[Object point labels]
#####

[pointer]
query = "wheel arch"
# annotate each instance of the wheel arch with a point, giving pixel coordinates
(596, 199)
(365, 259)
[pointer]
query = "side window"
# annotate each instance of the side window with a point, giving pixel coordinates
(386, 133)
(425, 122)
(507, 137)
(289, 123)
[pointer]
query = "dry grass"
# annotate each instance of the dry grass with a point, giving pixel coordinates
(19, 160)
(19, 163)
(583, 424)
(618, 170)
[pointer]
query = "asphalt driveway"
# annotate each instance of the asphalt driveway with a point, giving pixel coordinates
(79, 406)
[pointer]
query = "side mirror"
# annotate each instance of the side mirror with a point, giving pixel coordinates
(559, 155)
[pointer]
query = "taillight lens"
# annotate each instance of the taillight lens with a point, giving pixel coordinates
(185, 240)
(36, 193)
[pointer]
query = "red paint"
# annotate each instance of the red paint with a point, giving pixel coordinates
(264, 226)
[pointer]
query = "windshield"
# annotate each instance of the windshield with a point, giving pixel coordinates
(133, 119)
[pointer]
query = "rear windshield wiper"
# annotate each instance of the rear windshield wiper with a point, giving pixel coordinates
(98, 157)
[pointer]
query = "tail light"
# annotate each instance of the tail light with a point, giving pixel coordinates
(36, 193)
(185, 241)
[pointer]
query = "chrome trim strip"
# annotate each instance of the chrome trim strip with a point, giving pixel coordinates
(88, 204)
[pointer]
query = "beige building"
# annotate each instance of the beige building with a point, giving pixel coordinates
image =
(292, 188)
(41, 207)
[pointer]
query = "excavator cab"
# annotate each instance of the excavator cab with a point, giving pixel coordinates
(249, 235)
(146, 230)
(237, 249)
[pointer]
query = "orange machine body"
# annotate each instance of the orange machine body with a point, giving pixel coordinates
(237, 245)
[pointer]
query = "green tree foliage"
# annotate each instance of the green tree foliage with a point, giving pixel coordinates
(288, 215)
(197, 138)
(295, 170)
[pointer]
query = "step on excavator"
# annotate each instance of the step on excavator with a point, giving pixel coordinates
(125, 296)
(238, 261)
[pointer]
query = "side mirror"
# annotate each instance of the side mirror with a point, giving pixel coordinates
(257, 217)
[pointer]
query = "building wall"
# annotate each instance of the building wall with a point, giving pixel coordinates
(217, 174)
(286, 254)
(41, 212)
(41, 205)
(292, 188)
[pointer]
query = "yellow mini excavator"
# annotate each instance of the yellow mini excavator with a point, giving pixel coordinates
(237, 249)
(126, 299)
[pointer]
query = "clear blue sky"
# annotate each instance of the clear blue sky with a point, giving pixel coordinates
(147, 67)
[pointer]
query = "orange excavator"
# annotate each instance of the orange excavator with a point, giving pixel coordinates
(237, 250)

#####

Directive:
Which lines in the entries above contain the word "paint", with case counting? Select each of those lines and copy it out.

The reply:
query = "red paint"
# annotate each instance of the red paint with a point, giving pixel coordinates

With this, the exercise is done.